**Prompt a:**
Retype the SQL forum excerpt below in full, keeping every line and character unchanged.

**Source extract:**
Basically you need to use one or more subqueries, in one of them you will be able to do the count, and then join it all together without need "select distinct" at all. Something like this:
SELECT
      u.userID
    , u.lastLogin
    , z.totalUsers
from tblUsers u
INNER JOIN (
      SELECT
            zipCode
          , COUNT(*) AS totalUsers
      FROM tblUsers
      GROUP BY zipCode
) z ON z.zipCode = u.zipCode
INNER JOIN tblUserOffers uo ON u.userID = uo.userID
WHERE <a big long where clause>
ORDER BY u.lastLogin OFFSET 0
ROWS FETCH NEXT 500 ROWS ONLY

Open in new window

Without sample input  and output, I'm flying blind but here goes:

If you are expecting the total column to return 21, you can do the following:

select distinct u.userID, u.lastLogin, totalUsers = COUNT( DISTINCT u.userID ) OVER() 
From   ZipCodes z  
	inner join tblUsers u on z.zipCode = u.zipCode  
	inner join tblUserOffers uo on u.userID = uo.userID 
Where <a big long where clause>
order by u.lastLogin OFFSET 0 
ROWS FETCH NEXT 500 ROWS ONLY 

Open in new window

Avatar of Big Monty

ASKER

Huseyin - i'm pulling data from my users table, along with related data from other tables (thus the reason for the join). I'm also using paging through the use of OFFSET FETCH NEXT. I tried to simplify the query for readability, that's probably why it looks weird.

**Prompt b:**
Pick out each line in the records below that contains the word "bird", and copy those lines.

**Input rows:**
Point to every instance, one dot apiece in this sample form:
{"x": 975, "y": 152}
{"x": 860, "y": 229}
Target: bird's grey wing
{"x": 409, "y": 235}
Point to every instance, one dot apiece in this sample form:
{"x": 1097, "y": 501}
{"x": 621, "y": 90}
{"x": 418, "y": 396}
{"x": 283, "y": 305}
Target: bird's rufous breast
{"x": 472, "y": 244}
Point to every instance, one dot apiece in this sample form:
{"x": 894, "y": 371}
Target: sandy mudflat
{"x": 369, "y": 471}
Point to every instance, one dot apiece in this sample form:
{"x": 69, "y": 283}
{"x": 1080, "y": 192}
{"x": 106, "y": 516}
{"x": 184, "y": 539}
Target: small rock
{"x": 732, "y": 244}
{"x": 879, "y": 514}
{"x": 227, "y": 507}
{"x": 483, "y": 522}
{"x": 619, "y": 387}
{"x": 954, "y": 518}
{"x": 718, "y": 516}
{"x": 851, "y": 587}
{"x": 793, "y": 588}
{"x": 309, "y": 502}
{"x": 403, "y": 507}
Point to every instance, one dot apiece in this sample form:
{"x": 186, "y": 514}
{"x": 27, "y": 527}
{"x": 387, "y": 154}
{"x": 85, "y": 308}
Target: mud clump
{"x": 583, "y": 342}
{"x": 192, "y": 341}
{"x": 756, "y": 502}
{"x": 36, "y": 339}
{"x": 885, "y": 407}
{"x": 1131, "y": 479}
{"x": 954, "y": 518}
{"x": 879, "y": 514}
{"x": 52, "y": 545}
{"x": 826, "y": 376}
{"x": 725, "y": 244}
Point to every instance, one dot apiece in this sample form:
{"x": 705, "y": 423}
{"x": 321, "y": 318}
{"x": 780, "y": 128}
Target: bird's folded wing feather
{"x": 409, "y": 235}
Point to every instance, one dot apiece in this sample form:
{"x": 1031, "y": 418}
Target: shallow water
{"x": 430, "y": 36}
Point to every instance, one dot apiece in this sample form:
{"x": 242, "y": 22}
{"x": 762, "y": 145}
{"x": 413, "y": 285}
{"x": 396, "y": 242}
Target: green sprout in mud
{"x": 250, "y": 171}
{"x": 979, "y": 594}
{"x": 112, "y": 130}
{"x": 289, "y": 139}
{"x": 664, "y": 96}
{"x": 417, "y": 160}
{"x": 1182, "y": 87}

**Exercise solution a:**
Basically you need to use one or more subqueries, in one of them you will be able to do the count, and then join it all together without need "select distinct" at all. Something like this:
SELECT
      u.userID
    , u.lastLogin
    , z.totalUsers
from tblUsers u
INNER JOIN (
      SELECT
            zipCode
          , COUNT(*) AS totalUsers
      FROM tblUsers
      GROUP BY zipCode
) z ON z.zipCode = u.zipCode
INNER JOIN tblUserOffers uo ON u.userID = uo.userID
WHERE <a big long where clause>
ORDER BY u.lastLogin OFFSET 0
ROWS FETCH NEXT 500 ROWS ONLY

Open in new window

Without sample input  and output, I'm flying blind but here goes:

If you are expecting the total column to return 21, you can do the following:

select distinct u.userID, u.lastLogin, totalUsers = COUNT( DISTINCT u.userID ) OVER() 
From   ZipCodes z  
	inner join tblUsers u on z.zipCode = u.zipCode  
	inner join tblUserOffers uo on u.userID = uo.userID 
Where <a big long where clause>
order by u.lastLogin OFFSET 0 
ROWS FETCH NEXT 500 ROWS ONLY 

Open in new window

Avatar of Big Monty

ASKER

Huseyin - i'm pulling data from my users table, along with related data from other tables (thus the reason for the join). I'm also using paging through the use of OFFSET FETCH NEXT. I tried to simplify the query for readability, that's probably why it looks weird.

**Exercise solution b:**
Target: bird's grey wing
Target: bird's rufous breast
Target: bird's folded wing feather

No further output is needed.